▸ Excerpt
◇ ◇ ◇ ◇
From: Ludovic Courtès
Subject: Re: Optionally using more advanced CPU features
Date: Tue, 22 Aug 2017 11:21:00 +0200
User-agent: Gnus/5.13 (Gnus v5.13) Emacs/25.2 (gnu/linux)


Ricardo Wurmus <address@hidden> skribis:

> I was wondering how we should go about optionally building software for
> more advanced CPU features.  Currently, we build software for the lowest
> common feature set among x86_64 CPUs.  That’s good for portability, but
> not so good for performance.
> Enabling CPU features often happens through configure flags, but
> expressing support at that level in our package definitions seems bad.
> How can we make it possible for users to build their software for
> different CPUs?

To some extent, I think this is a compiler/OS/upstream issue.  By that I
mean that the best way to achieve use of extra CPU features is by using
the “IFUNC” feature of GNU, which is what libc does (it has
variants of strcmp etc. tweaked for various CPU extensions like SSE, and
the right one gets picked up at load time.)  Software like GMP, Nettle,
or MPlayer also does this kind of selection at run time, but using
custom mechanisms.

GCC now has a ‘target_clones’ function attribute, which instructs it to
generate several variants of a function and use IFUNC to pick up the
right one (info "(gcc) Common Function Attributes").  Ideally, upstream
would use this.

When upstream does that, we have portable-yet-efficient “fat” binaries,
and there’s nothing to do on our side.  :-)
◇ ◇ ◇ ◇
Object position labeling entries
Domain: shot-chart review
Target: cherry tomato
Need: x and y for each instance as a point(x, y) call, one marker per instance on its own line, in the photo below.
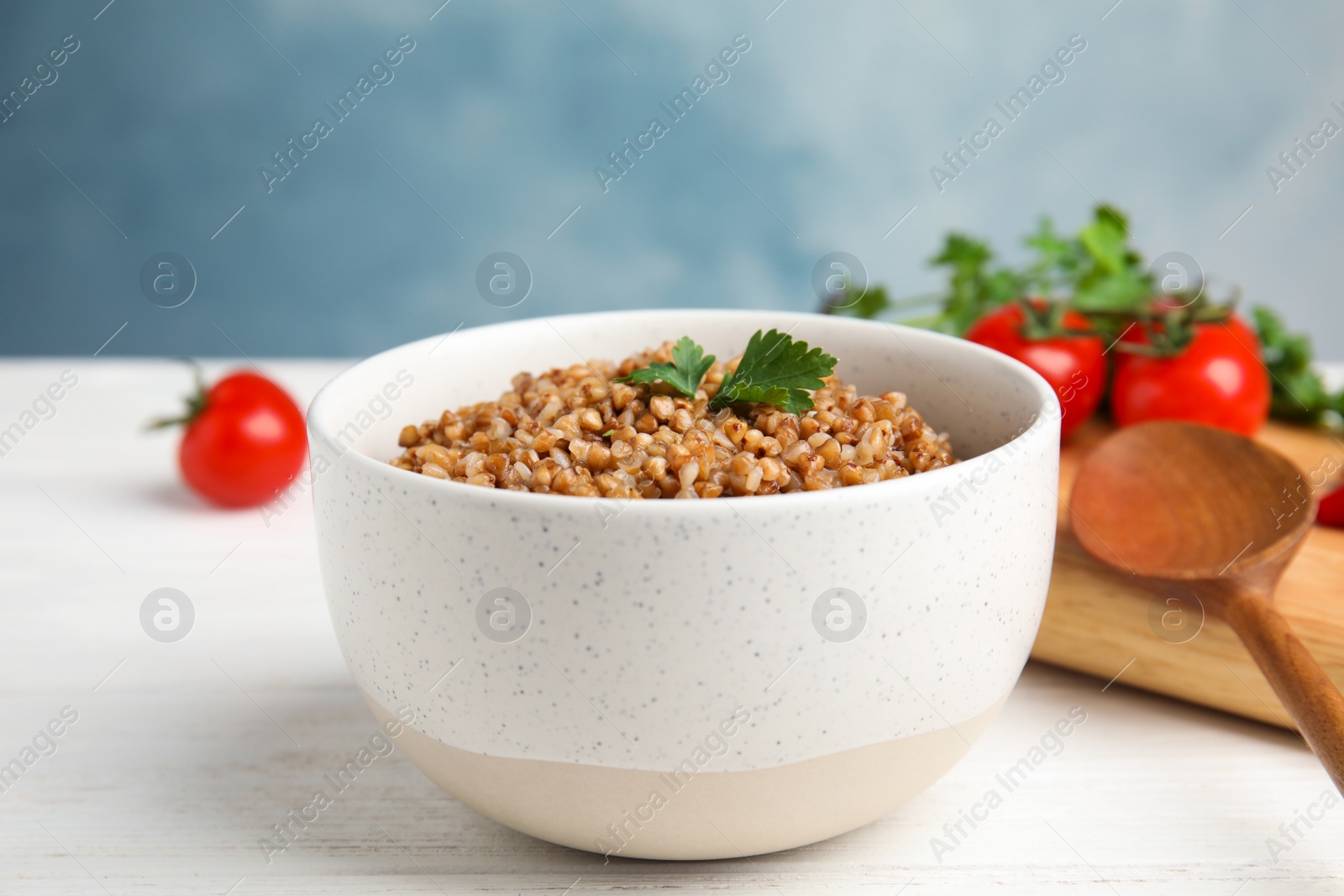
point(1331, 510)
point(1074, 365)
point(1218, 380)
point(245, 441)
◇ ◇ ◇ ◇
▸ Direction 1
According to the email, why would there be nothing to do on the distribution's side if upstream software used GCC's 'target_clones' function attribute? Answer in one to three sentences.
▸ Direction 2
Duplicate the passage of the email from "From: Ludovic Courtès" up to and including "v5.13) Emacs/25.2 (gnu/linux)".
The items have no connection to the email.

▸ Task result 1
That attribute makes GCC generate several variants of a function and use IFUNC to pick the right one. Upstream would then produce portable-yet-efficient "fat" binaries, so the distribution would not need to do anything further.

▸ Task result 2
From: Ludovic Courtès
Subject: Re: Optionally using more advanced CPU features
Date: Tue, 22 Aug 2017 11:21:00 +0200
User-agent: Gnus/5.13 (Gnus v5.13) Emacs/25.2 (gnu/linux)